Please write out the listing below word for word, starting at its first line and ending at the line that contains "[[824, 747]]", with both of those lines included. Leave the pictures out of your copy.

++++ PROVIDED INFORMATION ++++

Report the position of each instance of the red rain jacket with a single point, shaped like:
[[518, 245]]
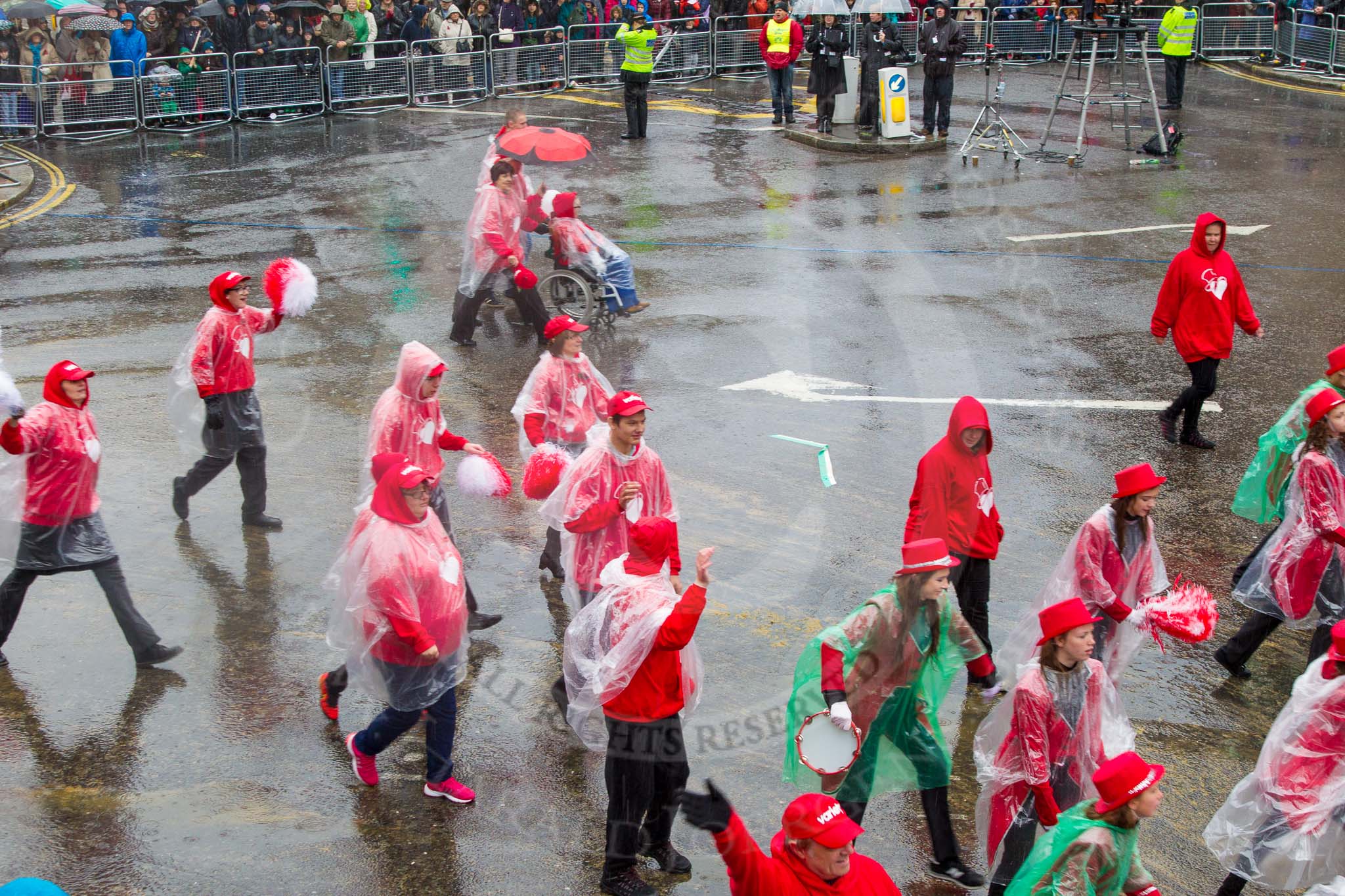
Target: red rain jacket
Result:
[[954, 494], [751, 874], [1201, 297]]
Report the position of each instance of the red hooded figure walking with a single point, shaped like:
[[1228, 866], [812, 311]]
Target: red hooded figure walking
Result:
[[219, 363], [954, 500], [62, 530], [1201, 297]]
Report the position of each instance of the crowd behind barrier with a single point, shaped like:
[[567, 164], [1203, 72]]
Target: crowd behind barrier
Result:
[[195, 91]]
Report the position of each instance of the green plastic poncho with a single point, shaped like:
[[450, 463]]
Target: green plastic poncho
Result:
[[893, 692], [1082, 857], [1261, 496]]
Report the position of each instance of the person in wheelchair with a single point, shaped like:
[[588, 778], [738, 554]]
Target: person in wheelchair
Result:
[[581, 249]]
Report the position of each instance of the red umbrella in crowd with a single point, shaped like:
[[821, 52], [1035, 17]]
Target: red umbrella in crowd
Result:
[[545, 146]]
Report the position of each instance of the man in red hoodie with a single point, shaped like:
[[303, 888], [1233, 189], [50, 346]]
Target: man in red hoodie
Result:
[[813, 853], [1200, 299], [954, 500]]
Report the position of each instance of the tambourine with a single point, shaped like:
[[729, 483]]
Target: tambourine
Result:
[[824, 747]]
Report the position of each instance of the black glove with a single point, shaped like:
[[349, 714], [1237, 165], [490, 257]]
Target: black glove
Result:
[[708, 812], [214, 414]]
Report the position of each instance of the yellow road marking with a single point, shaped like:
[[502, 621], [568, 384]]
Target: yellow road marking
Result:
[[1277, 83], [58, 191]]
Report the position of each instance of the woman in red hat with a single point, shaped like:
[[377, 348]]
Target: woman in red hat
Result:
[[884, 671], [1113, 563], [1297, 571], [61, 528], [1283, 826], [563, 399], [1036, 753], [1095, 848]]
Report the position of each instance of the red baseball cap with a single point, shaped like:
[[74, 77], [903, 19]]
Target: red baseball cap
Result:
[[626, 403], [821, 819], [562, 324]]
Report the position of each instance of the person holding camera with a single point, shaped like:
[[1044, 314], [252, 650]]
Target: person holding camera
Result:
[[636, 35]]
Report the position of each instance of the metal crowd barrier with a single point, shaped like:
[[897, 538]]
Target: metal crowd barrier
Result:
[[385, 81], [185, 101], [84, 109], [1224, 35], [527, 65], [736, 54], [454, 78], [290, 89]]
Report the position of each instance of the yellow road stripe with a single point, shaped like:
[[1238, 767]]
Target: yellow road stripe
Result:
[[1275, 83]]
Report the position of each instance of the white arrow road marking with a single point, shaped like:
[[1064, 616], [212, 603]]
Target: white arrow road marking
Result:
[[805, 387], [1241, 230]]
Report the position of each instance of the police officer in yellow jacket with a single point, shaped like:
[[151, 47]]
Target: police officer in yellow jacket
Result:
[[638, 37], [1176, 35]]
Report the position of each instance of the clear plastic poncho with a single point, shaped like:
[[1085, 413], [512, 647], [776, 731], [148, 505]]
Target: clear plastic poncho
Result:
[[493, 226], [569, 393], [1055, 729], [1287, 576], [400, 587], [1083, 857], [893, 692], [49, 479], [594, 479], [608, 640], [1283, 826], [1261, 495], [1095, 570]]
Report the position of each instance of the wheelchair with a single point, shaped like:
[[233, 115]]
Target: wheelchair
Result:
[[583, 297]]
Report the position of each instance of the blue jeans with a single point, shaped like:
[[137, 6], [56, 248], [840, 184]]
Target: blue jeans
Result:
[[782, 89], [440, 727]]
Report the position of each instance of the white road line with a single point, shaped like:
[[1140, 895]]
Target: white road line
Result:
[[1238, 230], [805, 387]]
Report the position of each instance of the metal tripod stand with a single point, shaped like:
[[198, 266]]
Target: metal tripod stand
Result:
[[994, 135]]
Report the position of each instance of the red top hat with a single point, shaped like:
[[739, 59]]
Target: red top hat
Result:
[[926, 555], [1137, 479], [1063, 617], [1124, 778], [1336, 360], [1321, 403]]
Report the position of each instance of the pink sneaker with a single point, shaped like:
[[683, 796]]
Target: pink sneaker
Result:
[[366, 767], [451, 789]]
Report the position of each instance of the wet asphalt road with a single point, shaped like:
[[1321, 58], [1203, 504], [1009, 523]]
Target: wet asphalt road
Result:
[[219, 775]]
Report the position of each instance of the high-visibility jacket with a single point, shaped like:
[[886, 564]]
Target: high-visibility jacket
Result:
[[639, 42], [1178, 32]]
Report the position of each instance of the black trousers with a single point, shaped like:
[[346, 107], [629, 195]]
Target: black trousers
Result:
[[1202, 381], [971, 584], [135, 629], [252, 476], [1174, 79], [636, 108], [646, 769], [938, 92]]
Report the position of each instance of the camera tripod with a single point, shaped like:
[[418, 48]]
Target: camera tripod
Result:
[[994, 135]]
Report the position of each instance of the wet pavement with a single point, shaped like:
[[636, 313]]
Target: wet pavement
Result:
[[761, 255]]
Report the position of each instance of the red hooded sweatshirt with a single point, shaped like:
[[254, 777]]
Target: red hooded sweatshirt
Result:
[[954, 496], [61, 441], [1201, 297], [655, 689], [751, 874]]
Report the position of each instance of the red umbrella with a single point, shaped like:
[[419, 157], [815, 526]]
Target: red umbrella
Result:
[[545, 146]]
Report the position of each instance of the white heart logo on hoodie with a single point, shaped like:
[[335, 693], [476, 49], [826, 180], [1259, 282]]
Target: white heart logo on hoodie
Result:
[[449, 570]]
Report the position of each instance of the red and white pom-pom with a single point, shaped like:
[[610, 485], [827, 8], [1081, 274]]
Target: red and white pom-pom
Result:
[[544, 471], [1185, 612], [291, 286], [482, 476]]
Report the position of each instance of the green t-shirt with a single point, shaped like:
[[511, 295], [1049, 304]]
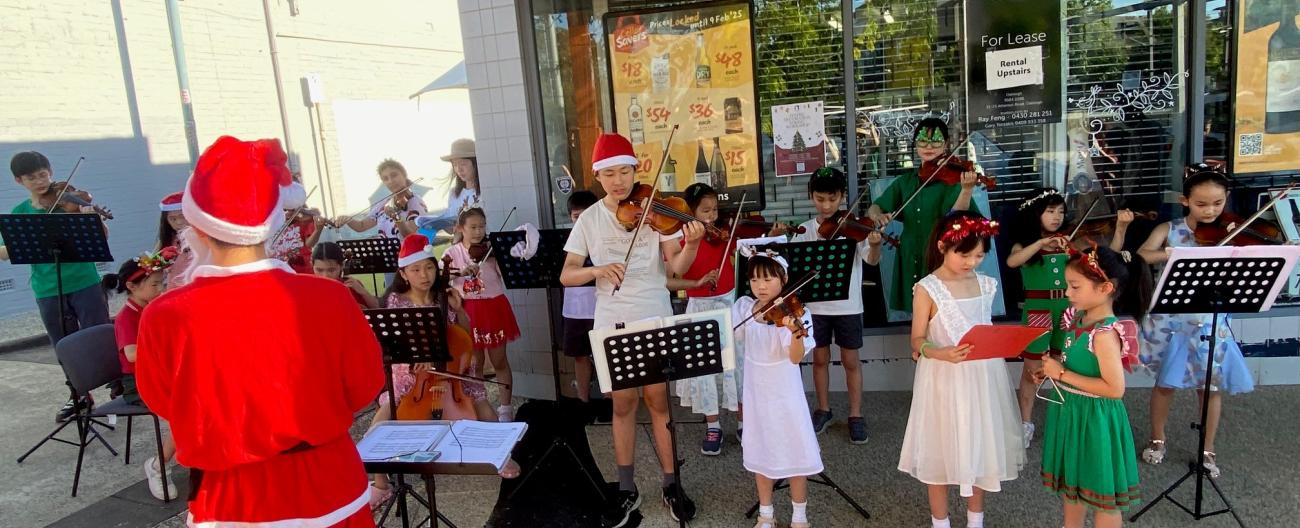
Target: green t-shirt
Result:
[[77, 276]]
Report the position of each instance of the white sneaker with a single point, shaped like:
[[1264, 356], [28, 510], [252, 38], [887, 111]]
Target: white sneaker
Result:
[[154, 474]]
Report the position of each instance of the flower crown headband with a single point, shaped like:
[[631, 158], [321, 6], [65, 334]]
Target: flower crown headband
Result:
[[1041, 195], [151, 263], [967, 226]]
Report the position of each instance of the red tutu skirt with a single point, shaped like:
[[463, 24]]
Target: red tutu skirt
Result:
[[492, 321]]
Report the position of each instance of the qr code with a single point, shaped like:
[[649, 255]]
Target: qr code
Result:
[[1251, 145]]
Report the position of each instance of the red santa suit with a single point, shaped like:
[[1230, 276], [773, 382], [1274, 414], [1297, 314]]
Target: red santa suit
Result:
[[259, 369]]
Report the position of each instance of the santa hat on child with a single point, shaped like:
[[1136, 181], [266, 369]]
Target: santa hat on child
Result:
[[170, 202], [415, 249], [612, 150], [238, 190]]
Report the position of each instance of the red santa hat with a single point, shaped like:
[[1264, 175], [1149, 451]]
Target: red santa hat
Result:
[[415, 249], [239, 189], [170, 202], [612, 150]]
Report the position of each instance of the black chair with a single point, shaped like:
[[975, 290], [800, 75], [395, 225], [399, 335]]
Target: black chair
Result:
[[90, 360]]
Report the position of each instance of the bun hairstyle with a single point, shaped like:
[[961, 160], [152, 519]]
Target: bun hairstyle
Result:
[[1201, 173], [1028, 224], [962, 232], [697, 193], [1126, 271]]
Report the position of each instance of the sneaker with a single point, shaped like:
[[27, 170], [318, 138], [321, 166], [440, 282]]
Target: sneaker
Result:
[[857, 431], [72, 407], [620, 509], [154, 474], [713, 442], [820, 420], [680, 506]]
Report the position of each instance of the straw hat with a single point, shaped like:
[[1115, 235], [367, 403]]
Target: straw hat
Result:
[[460, 148]]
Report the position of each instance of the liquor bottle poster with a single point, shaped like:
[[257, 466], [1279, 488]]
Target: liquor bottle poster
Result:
[[1013, 53], [798, 137], [690, 66], [1266, 96]]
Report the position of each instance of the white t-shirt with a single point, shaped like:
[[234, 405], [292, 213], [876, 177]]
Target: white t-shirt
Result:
[[388, 228], [579, 302], [853, 304], [644, 294]]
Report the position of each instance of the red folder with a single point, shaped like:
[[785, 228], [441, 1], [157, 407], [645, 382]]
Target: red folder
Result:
[[1000, 341]]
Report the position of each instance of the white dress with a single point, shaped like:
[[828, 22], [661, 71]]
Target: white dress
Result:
[[779, 441], [963, 427]]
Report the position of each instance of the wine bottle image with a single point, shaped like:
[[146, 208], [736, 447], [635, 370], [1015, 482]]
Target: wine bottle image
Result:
[[702, 172], [703, 69], [636, 122], [718, 168], [668, 177], [1282, 102]]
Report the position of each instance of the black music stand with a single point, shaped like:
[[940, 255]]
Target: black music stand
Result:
[[833, 259], [1216, 280], [371, 255], [57, 239], [658, 355], [408, 336]]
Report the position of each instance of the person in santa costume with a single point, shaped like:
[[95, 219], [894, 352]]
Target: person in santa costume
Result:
[[642, 282], [259, 369]]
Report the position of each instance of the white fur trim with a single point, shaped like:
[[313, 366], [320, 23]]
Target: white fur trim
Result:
[[415, 258], [614, 161], [228, 232], [321, 522]]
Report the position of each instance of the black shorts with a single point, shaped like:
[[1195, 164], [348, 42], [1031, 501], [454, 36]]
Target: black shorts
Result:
[[844, 330], [576, 343]]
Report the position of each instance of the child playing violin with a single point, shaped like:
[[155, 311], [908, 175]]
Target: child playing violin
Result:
[[837, 321], [931, 203], [328, 262], [1040, 254], [82, 299], [780, 442], [710, 284], [1173, 346], [492, 321]]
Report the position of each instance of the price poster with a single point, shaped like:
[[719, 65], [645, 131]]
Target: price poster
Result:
[[798, 134], [692, 68], [1266, 103]]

++++

## FINISHED ANSWER
Report the position of each instance of the red rain jacket with a single point, shaped like:
[[518, 245]]
Target: red rain jacket
Result:
[[954, 494], [751, 874], [1201, 297]]
Report the position of each instance of the red hooded figure walking with a single point, shaped like:
[[1228, 866], [812, 311]]
Target: red hooded figure walking
Result:
[[219, 363], [954, 500], [62, 530], [1201, 297]]
Report the position of each instance of the crowd behind barrier with a single point, shaped like:
[[567, 164], [1203, 72]]
Target: crowd behind barrier
Result:
[[195, 91]]
Report the position of each instance of the green plastic poncho with a single point, shaped like:
[[450, 463]]
Target: green plastic poncho
Result:
[[893, 692], [1082, 857], [1261, 496]]
Report the position of each instance of the person in wheelchair with a single point, shaped like:
[[588, 778], [738, 554]]
Target: person in wheelchair
Result:
[[581, 249]]
Report the position of each instance of the red umbrella in crowd with a single point, shaped like:
[[821, 52], [1035, 17]]
Target: red umbrella in crowd
Result:
[[545, 146]]
Report the position of each instance of the man in red hoodie with a single point, shaped like:
[[303, 888], [1233, 189], [50, 346]]
Target: man in red hoodie
Result:
[[813, 853], [1200, 299], [954, 500]]
Report the position of each instance of the tambourine with a single point, shaped like:
[[729, 483]]
Target: tambourine
Result:
[[824, 747]]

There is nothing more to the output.